- _The problem_: In the article on foods for vaginal health, which two parts of the body is the vagina said to sit between?

- _Source passage_:
________________
The best (and worst) foods for a healthy vagina
Unfortunately, vaginal health is a woefully under-researched area of women’s health – not least the understanding food might play. And yet, the vagina sits between the bladder and the gut. Of course, what we eat and drink affects it. Here we take a look at eating for good vaginal health.
What does a healthy vagina look like?
If you have a vagina, you’ll probably encounter some problems at one point in your life. And that’s normal. However, ongoing vaginal infections – the likes of recurring urinary tract infections (UTIs), yeast infections, and bacterial vaginosis should not be a regular occurrence – they can affect your overall sense of wellbeing, confidence, and quality of life. If you suffer from reoccurring vaginal infections it is good advice to seek a professional examination from your health care practitioner.
How does the gut affect vaginal health?
It may surprise you to learn that your gut health and vaginal health are closely connected. Comprising a diverse community of trillions of microorganisms, the gut microbiome is the extraordinary interface between the inside and the outside world – and it affects far more than just the digestive system. Increasingly, research suggests the gut plays a role in mood, immunity, sleep, skin, and, yes, even vaginal health (1).
________________
- _Data for analysis_:
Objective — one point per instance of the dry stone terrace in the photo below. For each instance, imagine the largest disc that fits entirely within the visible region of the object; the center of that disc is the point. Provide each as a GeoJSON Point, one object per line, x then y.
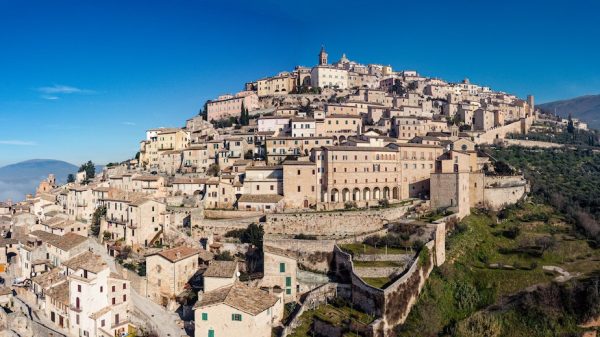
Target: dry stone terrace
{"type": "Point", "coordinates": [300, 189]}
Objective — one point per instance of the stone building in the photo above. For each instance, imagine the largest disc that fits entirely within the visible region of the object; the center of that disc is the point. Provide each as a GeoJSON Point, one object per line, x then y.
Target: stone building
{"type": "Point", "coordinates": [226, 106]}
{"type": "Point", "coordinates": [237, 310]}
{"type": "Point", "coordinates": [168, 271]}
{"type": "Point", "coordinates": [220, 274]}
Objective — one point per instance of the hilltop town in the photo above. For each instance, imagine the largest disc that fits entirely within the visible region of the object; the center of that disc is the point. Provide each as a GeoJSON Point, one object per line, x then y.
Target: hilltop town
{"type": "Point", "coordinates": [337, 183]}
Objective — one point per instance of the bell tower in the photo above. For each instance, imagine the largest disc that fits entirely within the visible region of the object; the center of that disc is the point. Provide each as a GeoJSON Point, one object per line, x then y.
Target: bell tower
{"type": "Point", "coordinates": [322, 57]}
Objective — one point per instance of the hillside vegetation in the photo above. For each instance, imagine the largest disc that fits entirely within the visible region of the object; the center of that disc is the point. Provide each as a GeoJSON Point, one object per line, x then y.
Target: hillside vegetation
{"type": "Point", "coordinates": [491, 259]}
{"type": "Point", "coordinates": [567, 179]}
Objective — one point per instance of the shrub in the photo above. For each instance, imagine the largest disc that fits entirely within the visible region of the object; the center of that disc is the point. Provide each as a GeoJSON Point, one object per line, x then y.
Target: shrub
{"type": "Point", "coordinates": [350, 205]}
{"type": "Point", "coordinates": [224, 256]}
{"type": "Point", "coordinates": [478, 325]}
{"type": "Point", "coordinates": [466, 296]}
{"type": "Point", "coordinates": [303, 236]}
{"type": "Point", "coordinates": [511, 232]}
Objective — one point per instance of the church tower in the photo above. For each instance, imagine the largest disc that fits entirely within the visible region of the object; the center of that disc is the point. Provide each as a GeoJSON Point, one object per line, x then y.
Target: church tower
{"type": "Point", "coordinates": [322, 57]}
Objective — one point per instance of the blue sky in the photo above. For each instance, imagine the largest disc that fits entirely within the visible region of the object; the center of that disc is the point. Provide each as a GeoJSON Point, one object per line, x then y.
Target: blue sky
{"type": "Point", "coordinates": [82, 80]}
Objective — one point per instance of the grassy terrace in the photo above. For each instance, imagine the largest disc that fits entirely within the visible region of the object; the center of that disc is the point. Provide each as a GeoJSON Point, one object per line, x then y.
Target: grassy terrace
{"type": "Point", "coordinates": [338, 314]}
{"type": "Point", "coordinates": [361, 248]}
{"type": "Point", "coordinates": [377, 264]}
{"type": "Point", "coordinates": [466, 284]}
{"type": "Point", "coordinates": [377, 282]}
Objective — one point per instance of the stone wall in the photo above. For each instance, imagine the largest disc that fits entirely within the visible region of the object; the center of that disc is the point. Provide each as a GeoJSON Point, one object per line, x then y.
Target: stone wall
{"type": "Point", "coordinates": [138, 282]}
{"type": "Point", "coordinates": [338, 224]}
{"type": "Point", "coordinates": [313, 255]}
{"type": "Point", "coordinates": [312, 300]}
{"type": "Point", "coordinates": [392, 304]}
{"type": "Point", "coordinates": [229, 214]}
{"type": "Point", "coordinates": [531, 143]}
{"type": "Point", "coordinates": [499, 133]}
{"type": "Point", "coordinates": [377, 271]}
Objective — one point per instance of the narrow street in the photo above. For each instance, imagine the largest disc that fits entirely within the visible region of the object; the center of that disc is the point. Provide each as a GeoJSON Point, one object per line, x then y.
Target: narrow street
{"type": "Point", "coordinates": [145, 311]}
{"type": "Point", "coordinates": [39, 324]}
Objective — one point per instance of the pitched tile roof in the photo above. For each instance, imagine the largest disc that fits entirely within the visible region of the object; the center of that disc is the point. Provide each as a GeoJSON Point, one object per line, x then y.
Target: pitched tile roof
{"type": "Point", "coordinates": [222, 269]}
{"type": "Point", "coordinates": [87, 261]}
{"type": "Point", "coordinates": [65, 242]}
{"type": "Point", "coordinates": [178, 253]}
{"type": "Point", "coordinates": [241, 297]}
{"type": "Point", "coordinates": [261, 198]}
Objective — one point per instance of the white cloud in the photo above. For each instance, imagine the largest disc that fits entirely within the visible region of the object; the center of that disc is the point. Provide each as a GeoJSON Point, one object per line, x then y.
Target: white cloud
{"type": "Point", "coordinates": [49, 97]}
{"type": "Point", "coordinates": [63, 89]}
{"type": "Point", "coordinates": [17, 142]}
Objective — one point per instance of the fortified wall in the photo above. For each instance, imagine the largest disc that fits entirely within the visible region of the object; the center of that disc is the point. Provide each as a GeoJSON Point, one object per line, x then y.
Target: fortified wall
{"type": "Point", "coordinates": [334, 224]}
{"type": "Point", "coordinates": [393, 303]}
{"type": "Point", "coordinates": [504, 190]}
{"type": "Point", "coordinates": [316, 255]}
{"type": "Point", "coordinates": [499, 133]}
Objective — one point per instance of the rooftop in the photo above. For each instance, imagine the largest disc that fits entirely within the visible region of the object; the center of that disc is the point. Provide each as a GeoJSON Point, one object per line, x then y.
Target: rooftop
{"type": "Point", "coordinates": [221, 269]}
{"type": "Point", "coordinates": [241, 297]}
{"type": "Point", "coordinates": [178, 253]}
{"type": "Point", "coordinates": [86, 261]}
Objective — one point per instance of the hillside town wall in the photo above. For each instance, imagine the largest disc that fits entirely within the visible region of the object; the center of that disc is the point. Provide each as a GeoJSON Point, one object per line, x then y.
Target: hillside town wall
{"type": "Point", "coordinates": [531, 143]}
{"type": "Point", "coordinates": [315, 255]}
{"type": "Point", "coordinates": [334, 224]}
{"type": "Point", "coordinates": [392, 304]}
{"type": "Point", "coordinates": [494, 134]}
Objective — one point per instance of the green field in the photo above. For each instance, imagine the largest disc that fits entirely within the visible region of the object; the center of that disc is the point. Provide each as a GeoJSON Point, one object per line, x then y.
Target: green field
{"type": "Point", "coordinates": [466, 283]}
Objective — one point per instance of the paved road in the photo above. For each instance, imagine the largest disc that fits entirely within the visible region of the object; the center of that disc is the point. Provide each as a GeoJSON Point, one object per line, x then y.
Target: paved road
________________
- _Result for this task_: The bladder and the gut.